A section of a data file
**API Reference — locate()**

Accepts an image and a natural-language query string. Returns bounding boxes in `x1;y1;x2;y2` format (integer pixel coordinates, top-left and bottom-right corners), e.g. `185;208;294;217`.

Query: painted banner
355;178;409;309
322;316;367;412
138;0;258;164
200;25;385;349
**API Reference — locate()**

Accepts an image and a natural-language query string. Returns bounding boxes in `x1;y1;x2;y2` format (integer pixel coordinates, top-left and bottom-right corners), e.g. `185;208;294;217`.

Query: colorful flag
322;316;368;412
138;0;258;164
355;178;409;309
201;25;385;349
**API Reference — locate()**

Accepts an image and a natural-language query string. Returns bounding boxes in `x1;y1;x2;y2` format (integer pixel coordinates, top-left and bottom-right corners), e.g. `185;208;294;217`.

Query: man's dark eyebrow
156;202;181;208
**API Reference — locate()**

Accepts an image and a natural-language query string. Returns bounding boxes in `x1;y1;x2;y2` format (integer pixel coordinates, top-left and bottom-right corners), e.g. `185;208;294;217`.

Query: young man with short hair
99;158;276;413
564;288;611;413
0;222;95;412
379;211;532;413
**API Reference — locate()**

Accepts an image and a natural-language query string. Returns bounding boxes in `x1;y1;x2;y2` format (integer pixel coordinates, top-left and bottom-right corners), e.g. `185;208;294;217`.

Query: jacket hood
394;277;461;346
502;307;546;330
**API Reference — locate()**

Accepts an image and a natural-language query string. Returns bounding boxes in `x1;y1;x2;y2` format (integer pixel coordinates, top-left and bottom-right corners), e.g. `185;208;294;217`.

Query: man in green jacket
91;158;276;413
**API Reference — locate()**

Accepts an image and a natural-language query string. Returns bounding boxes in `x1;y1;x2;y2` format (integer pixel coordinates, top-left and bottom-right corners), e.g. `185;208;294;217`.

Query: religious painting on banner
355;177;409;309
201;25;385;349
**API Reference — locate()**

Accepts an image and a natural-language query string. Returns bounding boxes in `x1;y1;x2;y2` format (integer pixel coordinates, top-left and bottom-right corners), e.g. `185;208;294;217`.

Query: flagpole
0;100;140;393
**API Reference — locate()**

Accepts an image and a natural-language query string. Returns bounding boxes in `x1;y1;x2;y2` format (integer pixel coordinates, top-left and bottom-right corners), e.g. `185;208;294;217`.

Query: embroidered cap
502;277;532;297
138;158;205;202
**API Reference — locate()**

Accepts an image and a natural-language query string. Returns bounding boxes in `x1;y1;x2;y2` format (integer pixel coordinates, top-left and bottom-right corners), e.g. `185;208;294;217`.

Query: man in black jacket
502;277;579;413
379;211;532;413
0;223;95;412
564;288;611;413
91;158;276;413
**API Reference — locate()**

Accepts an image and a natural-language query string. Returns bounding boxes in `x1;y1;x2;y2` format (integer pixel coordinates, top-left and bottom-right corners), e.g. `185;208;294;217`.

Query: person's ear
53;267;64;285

■ Required work
Rewrite the material above, replacing every "query string" with "search phrase" and changing nothing else.

■ The solution
**API Reference — locate()**

Accepts an image and a natural-language search phrase. Returns bounding boxes in `x1;y1;x2;y2` format (integer pixel coordinates, top-left and bottom-right corners), e.g. `185;208;294;217`.

Query: painted banner
355;178;409;309
322;316;367;412
138;0;258;164
200;25;385;349
**API Reference — locate()**

Accepts an image and a natural-language search phrase. Returns bounding boxes in `x1;y1;x2;y2` format (integer pixel coordinates, top-left and bottom-right corners), e.g. `185;208;294;217`.

Query: colorful flag
322;316;368;412
138;0;258;164
355;178;409;309
201;25;385;349
**API Reference — locate()**

Accepts an image and a natural-language search phrase. Returns bounding boxes in `x1;y1;x2;y2` format (integer pixel coordinates, top-left and bottom-right corners), e.g. `185;208;294;217`.

Query: man's dark eyebrow
156;202;181;208
**API Reference — locate()**

Accepts an image and a natural-language search phrase. Returns bounding boxes in `x1;y1;x2;y2` format (integer pixel coordinates, top-left and bottom-right corners), e.g. `185;208;294;217`.

Query: young man with short hair
99;158;276;413
564;288;611;413
0;222;95;412
379;211;532;413
**API Reference — locate()**

Accepts an image and a natural-language search phrase. Returns bounding boxes in `x1;y1;x2;y2` format (integer pixel coordinates, top-left and bottom-right corners), e.g. `185;208;294;217`.

Query: jacket hood
394;277;461;346
502;307;546;330
**API Reference — locate()**

Accepts an image and a natural-language search phrase. Returns bounding boxes in `x1;y1;x2;y2` format (integer pixel coordinates, top-left and bottom-right corners), e.g. `185;208;294;217`.

Query: man in green jacket
91;158;276;413
**API Reference — locate()**

Accepts an image and a natural-language search phrase. Returns bounding boxes in `x1;y1;x2;y2` format (integer pixel coordinates, top-left and bottom-right corners), e.g. `185;208;294;217`.

Query: religious painting on banner
355;177;409;309
201;25;385;349
**API Reference — locate()**

Accepts an image and a natural-language search phrase. Returns bounding boxes in `x1;y1;x2;y2` format (integer pixel coordinates, top-left and bottom-right corners), e.g. `185;208;294;217`.

Query: flagpole
0;100;140;393
**API Reference — locate()**

Accepts an image and a natural-language search phrase. Returns bounding boxes in `x1;y1;x2;y2` format (integer pixel coordinates, top-left and bottom-right corners), e.g. `185;208;294;217`.

Query: embroidered cap
502;277;532;297
138;158;205;202
**API Reference — locate()**

Accepts an image and a natural-language search phrase. Returns bounding boxes in `x1;y1;x2;y2` format (integer pixel coordinates, top-left and bottom-right corners), e.g. `185;208;294;217`.

Query: man in black jacket
502;277;579;413
379;211;532;413
0;223;95;412
564;288;611;413
91;158;276;413
**API Reference — locate()**

Accepts an image and a natural-language search phrase. Returns bounding boxes in `x1;y1;x2;y2` format (integer pixel coordinates, top-left and bottom-right corners), e.g. `185;208;294;217`.

Query: person's ear
53;267;64;285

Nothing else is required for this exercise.